Welcome

Hello, my name is Dhun (Dune) Sheth and I am an experienced data analyst with a proven track record in leading and managing teams within an agile framework. My educational background is rooted in mathematics, statistics, and data science methodologies, holding a Bachelor of Applied Science in Engineering Mathematics, Statistics, and Finance from the University of Toronto (Class of June 2020). I am currently pursuing a Master of Data Science at the University of British Columbia (Expected Graduation: April 2024).

My technical skills encompass machine learning, advanced regression, and proficiency in languages such as Python, R, and SQL. I am well-versed in cloud platforms like AWS, Google Cloud and Snowflake, and I have hands-on experience with data analytics tools such as Google Analytics and Adobe Analytics.

In my professional journey, I've demonstrated expertise in web and business analytics, leading technical implementations, managing deployment pipelines, and contributing to data-driven decision-making processes. I've collaborated with cross-functional teams in dynamic environments and showcased my abilities in automating processes, ensuring efficient operations.

Feel free to explore my diverse skill set and accomplishments showcased in various projects, such as analyzing US Health Insurance Charges and conducting Survey Response Analysis using machine learning algorithms.

Want to connect with me?

  1. Email: shethdhun1997@gmail.com
  2. LinkedIn: LinkedIn Profile

Thank you for taking the time to learn more about my professional journey.

Skills

  • Statistical Modeling

    • Generalized Linear Model
    • Generalized Additive Model
    • Smoothing and Splines
    • Kernal Density Estimation

    Packages: statsmodels, scipy, sklearn

    Clustering

    • Hierarchical Clustering
    • K-Means / Partition Clustering
    • Mixture Models
    • Principal Component Analysis (Dimensionality Reduction)

    Packages: stats, mclust

  • Classification

    • Linear Discriminant Analysis
    • Quadratic Discriminant Analysis
    • K-Nearest Neighbors
    • Random Forest

    Packages: MASS, randomForest, Ranger

    Regression

    • Linear Regression
    • Ridge/Lasso Regression
    • Gradient Boosting Machine

    Packages: glmnet, gbm

    Data Analytics

    • Adobe / Google Analytics
    • Tableau / Python Dash
    • Salesforce
  • Languages

    • Python (Pandas, NumPy)
    • R
    • SQL / NoSQL
    • HTML / CSS / JS

    Tools

    • Github / Github Actions
    • Bash
    • Heroku
    • JIRA / Kanbanize
    • Travis CI

    Cloud

    • AWS Cloud Practitioner
    • AWS EMR / Hadoop
    • Snowflake
    • Google Cloud

Projects

Chicago Bike Sharing Dash Application

App Link
Github Project Repo

The following project is a dashboard created using Python Dash, and deployed on Heroku. The goal is to help visualize the ride data to help business stakeholders answer key decisions including:

  1. What stations are the most popular?
  2. When are they popular?
  3. Are there particular stations that customers usually start their rides at and end at?
  4. What is the bike availability at "hot" stations, how can we better re-shuffle bike inventory to maximize bike availability at stations?

Challenges:
The biggest challenge with the project was dealing with 1 year's worth of data (more than 3 million rows). Some techniques used to reduce the memory load included pre-calculating metrics for plotting, multi-indexing, and storing data as parquet files for efficient storage. In addition, with Heroku deployment, storing files on GitHub in LFS format, and reading them directly helped speed up app deployment. However, ultimately, due to the sheer size, rather than using 1 years worth of data, a reduced amount of 4 months had to be used to stay under the Heroku 512mb memory limit to prevent the app from crashing.

Outline labeling records:
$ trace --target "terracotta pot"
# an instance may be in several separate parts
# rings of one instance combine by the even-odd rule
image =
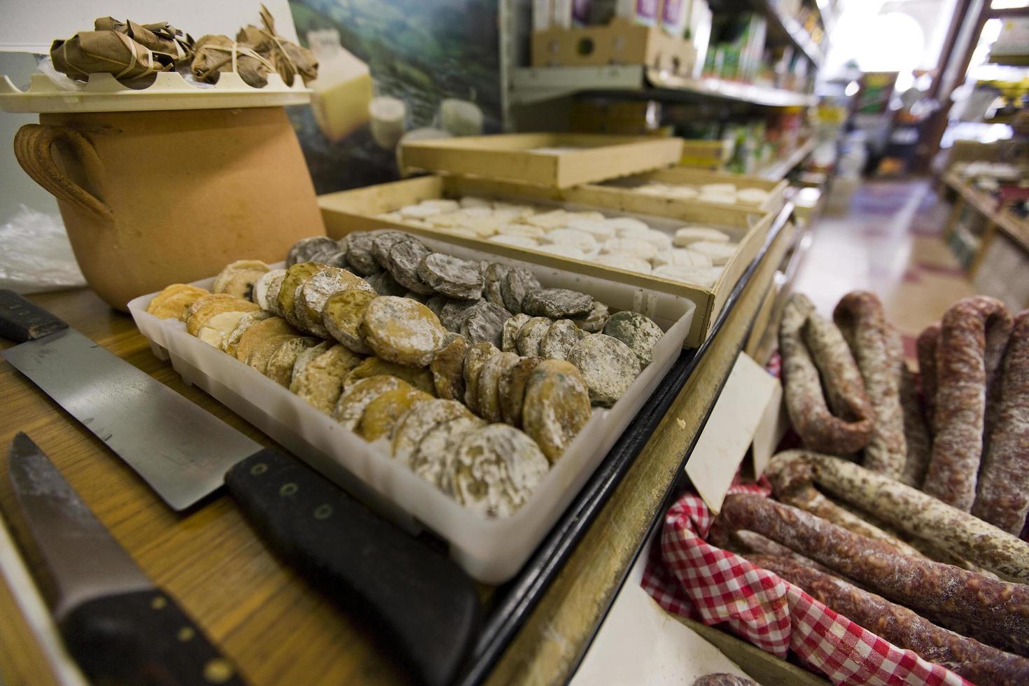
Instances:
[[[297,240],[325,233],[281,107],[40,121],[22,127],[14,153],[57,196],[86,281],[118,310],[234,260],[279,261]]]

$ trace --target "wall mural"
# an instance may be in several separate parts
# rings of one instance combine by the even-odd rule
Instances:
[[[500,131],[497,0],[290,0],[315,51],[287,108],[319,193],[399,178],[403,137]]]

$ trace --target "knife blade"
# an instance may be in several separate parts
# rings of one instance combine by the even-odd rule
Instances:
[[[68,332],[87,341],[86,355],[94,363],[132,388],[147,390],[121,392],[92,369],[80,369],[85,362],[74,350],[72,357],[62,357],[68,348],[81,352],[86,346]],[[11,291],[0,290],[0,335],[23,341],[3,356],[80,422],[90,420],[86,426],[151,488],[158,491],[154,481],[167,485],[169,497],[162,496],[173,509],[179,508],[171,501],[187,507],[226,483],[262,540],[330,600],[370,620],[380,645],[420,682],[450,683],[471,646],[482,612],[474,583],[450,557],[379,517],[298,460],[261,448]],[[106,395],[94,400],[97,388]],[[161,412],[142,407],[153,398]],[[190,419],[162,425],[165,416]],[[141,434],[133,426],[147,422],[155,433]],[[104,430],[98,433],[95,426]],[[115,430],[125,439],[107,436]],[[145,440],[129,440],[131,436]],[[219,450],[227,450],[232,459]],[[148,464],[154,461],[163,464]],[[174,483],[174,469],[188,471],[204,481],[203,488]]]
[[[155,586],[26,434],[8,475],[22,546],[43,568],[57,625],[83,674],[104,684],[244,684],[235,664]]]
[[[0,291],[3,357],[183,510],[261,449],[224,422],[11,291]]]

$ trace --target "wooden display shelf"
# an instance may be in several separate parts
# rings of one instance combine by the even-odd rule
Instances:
==
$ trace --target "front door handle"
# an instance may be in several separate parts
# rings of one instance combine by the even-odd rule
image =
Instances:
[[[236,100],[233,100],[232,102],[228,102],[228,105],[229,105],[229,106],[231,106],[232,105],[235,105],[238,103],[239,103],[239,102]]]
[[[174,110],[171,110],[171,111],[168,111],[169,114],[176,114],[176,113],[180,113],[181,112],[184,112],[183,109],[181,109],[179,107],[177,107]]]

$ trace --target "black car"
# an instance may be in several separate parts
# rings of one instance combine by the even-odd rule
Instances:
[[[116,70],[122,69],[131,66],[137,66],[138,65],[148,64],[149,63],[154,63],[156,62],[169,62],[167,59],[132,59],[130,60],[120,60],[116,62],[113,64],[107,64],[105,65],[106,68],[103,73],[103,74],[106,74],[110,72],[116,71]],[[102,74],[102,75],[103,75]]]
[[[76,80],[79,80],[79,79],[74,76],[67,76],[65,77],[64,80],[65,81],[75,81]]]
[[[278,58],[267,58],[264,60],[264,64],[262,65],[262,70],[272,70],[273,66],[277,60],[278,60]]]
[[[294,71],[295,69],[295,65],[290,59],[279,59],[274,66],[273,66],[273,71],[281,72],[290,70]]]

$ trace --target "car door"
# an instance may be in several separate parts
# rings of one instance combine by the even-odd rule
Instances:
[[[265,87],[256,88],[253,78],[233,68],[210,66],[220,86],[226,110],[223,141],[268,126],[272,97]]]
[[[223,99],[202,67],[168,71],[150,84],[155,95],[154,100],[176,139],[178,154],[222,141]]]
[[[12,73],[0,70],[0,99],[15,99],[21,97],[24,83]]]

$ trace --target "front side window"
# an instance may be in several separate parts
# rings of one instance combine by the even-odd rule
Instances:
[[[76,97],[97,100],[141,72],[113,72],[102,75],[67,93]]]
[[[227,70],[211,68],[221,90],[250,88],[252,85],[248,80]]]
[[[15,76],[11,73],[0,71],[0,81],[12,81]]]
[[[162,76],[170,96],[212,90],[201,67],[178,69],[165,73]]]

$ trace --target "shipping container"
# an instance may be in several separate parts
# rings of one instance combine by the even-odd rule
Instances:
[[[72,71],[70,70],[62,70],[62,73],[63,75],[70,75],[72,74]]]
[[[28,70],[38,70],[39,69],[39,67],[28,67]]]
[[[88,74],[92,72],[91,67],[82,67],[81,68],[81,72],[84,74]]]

The exercise:
Please answer from the portfolio page: what memory limit led the Chicago bike sharing app to use only 4 months of data rather than a full year? These records were drawn from a separate source.

Exercise solution:
The Heroku 512mb memory limit.